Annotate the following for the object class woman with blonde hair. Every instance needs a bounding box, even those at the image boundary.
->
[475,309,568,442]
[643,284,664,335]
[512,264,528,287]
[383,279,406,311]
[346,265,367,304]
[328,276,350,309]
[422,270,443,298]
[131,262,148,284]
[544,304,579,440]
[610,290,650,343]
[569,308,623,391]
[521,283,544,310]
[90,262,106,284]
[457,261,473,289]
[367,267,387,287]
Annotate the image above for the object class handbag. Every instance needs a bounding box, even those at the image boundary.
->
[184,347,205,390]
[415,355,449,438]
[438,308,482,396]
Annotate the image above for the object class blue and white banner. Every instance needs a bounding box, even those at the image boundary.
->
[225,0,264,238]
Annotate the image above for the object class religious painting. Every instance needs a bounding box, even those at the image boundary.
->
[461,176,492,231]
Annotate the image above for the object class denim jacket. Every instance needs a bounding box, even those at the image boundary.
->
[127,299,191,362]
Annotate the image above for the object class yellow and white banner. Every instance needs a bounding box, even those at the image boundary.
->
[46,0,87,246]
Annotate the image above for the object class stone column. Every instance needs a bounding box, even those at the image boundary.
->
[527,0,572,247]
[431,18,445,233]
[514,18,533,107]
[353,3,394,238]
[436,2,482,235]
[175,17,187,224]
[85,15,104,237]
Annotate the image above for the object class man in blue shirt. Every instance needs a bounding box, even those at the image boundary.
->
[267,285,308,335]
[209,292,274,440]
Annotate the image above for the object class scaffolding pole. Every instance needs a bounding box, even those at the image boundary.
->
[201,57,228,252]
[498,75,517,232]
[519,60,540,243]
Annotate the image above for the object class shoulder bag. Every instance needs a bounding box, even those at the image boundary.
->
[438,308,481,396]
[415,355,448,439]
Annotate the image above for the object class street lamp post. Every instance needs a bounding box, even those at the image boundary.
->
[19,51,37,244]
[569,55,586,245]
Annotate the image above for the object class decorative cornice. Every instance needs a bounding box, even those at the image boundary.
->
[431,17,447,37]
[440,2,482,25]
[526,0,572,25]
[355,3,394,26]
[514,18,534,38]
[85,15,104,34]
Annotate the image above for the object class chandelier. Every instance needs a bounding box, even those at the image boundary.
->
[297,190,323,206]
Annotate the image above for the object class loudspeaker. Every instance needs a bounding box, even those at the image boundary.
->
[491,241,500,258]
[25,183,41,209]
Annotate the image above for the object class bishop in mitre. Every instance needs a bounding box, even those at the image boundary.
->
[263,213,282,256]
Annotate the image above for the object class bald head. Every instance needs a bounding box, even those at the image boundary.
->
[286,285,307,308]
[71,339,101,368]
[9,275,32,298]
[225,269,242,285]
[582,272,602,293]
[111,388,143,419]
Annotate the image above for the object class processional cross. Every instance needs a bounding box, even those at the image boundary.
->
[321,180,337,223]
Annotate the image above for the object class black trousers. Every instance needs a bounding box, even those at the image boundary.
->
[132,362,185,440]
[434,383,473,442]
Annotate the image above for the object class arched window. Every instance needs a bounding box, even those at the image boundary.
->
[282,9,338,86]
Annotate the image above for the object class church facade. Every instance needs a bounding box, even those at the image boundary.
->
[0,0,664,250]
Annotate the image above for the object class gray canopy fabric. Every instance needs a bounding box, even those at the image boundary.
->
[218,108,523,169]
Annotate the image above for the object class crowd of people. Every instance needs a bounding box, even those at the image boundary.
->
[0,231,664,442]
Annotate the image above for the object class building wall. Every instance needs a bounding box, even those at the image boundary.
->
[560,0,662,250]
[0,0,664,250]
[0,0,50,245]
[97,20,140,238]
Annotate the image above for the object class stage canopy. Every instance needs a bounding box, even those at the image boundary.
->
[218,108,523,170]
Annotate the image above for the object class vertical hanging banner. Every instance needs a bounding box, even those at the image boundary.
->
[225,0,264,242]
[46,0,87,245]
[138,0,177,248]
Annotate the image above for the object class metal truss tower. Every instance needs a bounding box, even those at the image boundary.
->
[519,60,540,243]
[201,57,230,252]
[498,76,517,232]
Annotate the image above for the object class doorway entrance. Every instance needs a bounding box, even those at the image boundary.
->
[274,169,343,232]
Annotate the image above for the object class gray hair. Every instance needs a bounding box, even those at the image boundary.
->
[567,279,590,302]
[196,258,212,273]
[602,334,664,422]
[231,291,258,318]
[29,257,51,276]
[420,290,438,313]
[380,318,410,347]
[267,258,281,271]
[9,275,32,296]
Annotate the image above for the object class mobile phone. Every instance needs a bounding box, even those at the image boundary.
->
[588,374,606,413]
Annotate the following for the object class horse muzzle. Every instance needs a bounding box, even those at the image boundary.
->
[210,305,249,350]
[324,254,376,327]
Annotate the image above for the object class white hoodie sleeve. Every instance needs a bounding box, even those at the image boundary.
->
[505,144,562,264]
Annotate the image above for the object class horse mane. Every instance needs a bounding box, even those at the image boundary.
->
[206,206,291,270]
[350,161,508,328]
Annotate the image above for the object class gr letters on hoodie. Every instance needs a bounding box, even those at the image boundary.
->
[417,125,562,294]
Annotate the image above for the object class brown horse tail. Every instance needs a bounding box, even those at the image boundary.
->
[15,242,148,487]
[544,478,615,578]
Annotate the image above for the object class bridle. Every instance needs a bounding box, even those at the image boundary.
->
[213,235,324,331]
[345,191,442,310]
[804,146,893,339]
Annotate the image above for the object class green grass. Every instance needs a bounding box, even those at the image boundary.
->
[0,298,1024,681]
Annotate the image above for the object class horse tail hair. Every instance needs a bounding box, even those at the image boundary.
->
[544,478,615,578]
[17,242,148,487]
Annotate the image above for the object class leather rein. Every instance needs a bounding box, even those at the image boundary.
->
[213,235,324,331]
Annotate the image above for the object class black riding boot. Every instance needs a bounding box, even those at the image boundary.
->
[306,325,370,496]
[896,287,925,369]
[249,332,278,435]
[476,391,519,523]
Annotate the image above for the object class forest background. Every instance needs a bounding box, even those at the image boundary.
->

Goal of the exercise
Retype all of the entries above word for word, leaving every line unchanged.

Reply
Annotate the following for the object class woman with blonde hair. Every instance needs a bounding box, even those at the image boundary.
->
[475,309,568,442]
[643,284,664,335]
[512,264,528,287]
[383,279,406,311]
[346,265,367,304]
[328,276,350,309]
[422,270,443,298]
[131,262,148,284]
[544,304,579,440]
[610,290,650,343]
[569,308,623,391]
[521,283,544,310]
[90,262,106,284]
[457,261,473,289]
[367,267,387,287]
Annotate the image above for the object class handbag. Every instance needs a bounding box, even those at the image boundary.
->
[184,347,205,390]
[415,355,449,438]
[438,308,482,396]
Annotate the image above for the object class blue and white banner. Every instance needs a bounding box, even those at the image boundary.
->
[225,0,264,238]
Annotate the image above for the object class religious painting. Every instance needs a bounding box, even those at the image boundary.
->
[461,176,492,231]
Annotate the image above for the object class denim jacket. Every instance needs a bounding box, even those at the image boundary.
->
[127,299,191,362]
Annotate the image above for the object class yellow and white banner. Every instance needs a bounding box, even those at the image boundary.
->
[46,0,87,246]
Annotate the image above for the object class stone column. Every instance needs a bounding box, even those at the image boundary.
->
[527,0,572,247]
[431,18,445,233]
[514,18,533,107]
[353,3,394,238]
[436,2,482,235]
[175,17,187,224]
[85,15,104,237]
Annotate the image above for the object class man in blue shirt. Every instance needs a bounding box, even those at the image boundary.
->
[267,285,308,335]
[209,292,274,440]
Annotate the image above for the object class scaffolding pole. Every instance needs a bounding box, even those at the image boundary.
->
[201,57,228,252]
[498,75,517,232]
[519,60,540,243]
Annotate the image above for the object class shoulder bag. Every instance needs a bounding box, even those at the image boundary.
->
[438,308,481,396]
[415,355,448,439]
Annotate the image above for the object class street lamp post. Every instance needs a bounding box, even those at the image boundary.
->
[19,51,37,244]
[569,55,586,245]
Annotate the image above for the object class decorative cornice. Every instance needs a bounding box, even those at the image boundary.
->
[431,17,447,37]
[440,2,482,25]
[526,0,572,25]
[355,3,394,26]
[514,18,534,38]
[85,15,104,34]
Annotate the image above for the object class chandelier. Every instance needs a bounding box, even those at the image boundary.
->
[297,190,323,206]
Annotate the image above for the object class loudspeaker. Every instance needs a bounding box, even those at the image boundary.
->
[491,241,500,258]
[25,183,41,209]
Annotate the image above for the object class bishop in mitre. Every instance needs a bounding box, even those at the image boundary.
->
[263,213,282,256]
Annotate the image above for the object class bald head. Every instance needs a bounding box, even those at the image boundary.
->
[286,285,307,308]
[71,339,101,368]
[9,275,32,298]
[225,269,242,285]
[582,272,602,293]
[111,388,143,419]
Annotate the image above for the object class processional cross. Every instance needs a bounding box, even those at the image boundary.
->
[321,180,337,223]
Annotate the image above for the object class black trousers. Every instance needs a bounding box, even those at the image boundary.
->
[132,362,185,440]
[434,383,473,442]
Annotate the image above for the object class arched window. Every instance needs a bounding box, even those at the image boundary.
->
[282,9,338,86]
Annotate the image above for the object class church facade. Every instance needs a bounding box, even those at the image boundary.
->
[0,0,664,250]
Annotate the image above for the object class gray canopy fabric. Every instance needs a bounding box, even those at the image boundary.
->
[218,108,523,169]
Annotate the image above for the object class crowd of people. Every instance needs a bounding box, even those at the image boundary.
->
[0,231,664,442]
Annotate the image above for the object class building wall. Every instance needs a bounding box, even those at the image boundary.
->
[560,0,662,250]
[0,0,664,250]
[0,0,50,245]
[97,20,140,238]
Annotate the image above for the object class stage canopy. Every instance needs a bounding box, even those at the image boundary.
->
[218,108,523,170]
Annotate the image above for the object class vertical hanging banner. Every instance needs a bounding box, even those at the image boundary.
->
[225,0,264,242]
[46,0,87,245]
[138,0,177,248]
Annotate the image above for the object class metal truss tower. Every instance needs a bounding box, even those at the image boundary.
->
[519,60,540,243]
[201,57,230,252]
[498,76,517,232]
Annotate the image above for the object class doorway entrance. Every instance needs a bounding box, even those at the image boundary.
->
[274,169,343,232]
Annotate the image above for the object class gray hair. Every instance needs a bounding box, even those at the image boundary.
->
[567,279,590,302]
[196,258,212,273]
[602,334,664,422]
[231,291,258,318]
[29,257,51,276]
[420,290,438,313]
[380,318,410,347]
[267,258,281,271]
[9,275,32,296]
Annotate the image above for the object class mobile phone. Every instance needs a bounding box, even those at the image boundary.
->
[588,374,606,413]
Annotate the following for the object class horse muzzle. Every instance needs a bounding box, even those at the image boundary.
->
[210,305,249,350]
[324,254,376,327]
Annotate the image above for the object class white hoodie sleeve. Every instance needs a bounding box, even those at the image boundary.
->
[505,144,562,264]
Annotate the image above for the object class horse mane. Every instance needs a bounding box, even those at the image boundary.
->
[206,206,291,270]
[350,161,508,328]
Annotate the image above for the object class gr letters on hoodie. Every instance needs a bounding box, even those at the image boundary.
->
[417,125,562,294]
Annotate the image above for the object class brown horse tail. Every instance needs a bounding box, even those at the image boundary.
->
[15,242,148,487]
[544,478,615,578]
Annotate the image above for the object class bridle. Every instance needs a bounding box, even those at the image boundary.
->
[213,235,324,331]
[345,191,442,310]
[804,146,893,339]
Annotate the image above for the object class green grass. Every instance needs a bounding box, even those at the image boundary.
->
[0,298,1024,681]
Annotate the image above for the object class horse tail hair. Every instance needs a bounding box, even those at the image boundary.
->
[544,478,615,578]
[17,242,148,487]
Annotate the image above for the object class leather rein. Every instance needs a bounding box, even those at the image boundary.
->
[213,235,324,331]
Annotate the image above for the object class black riding boot. Every instance needs a bounding box, even those at the image boundary.
->
[306,325,370,496]
[896,287,925,369]
[249,332,278,435]
[476,391,519,523]
Annotate the image above for the object class forest background. Every instance needs a bounding box, even those at the image boundary.
->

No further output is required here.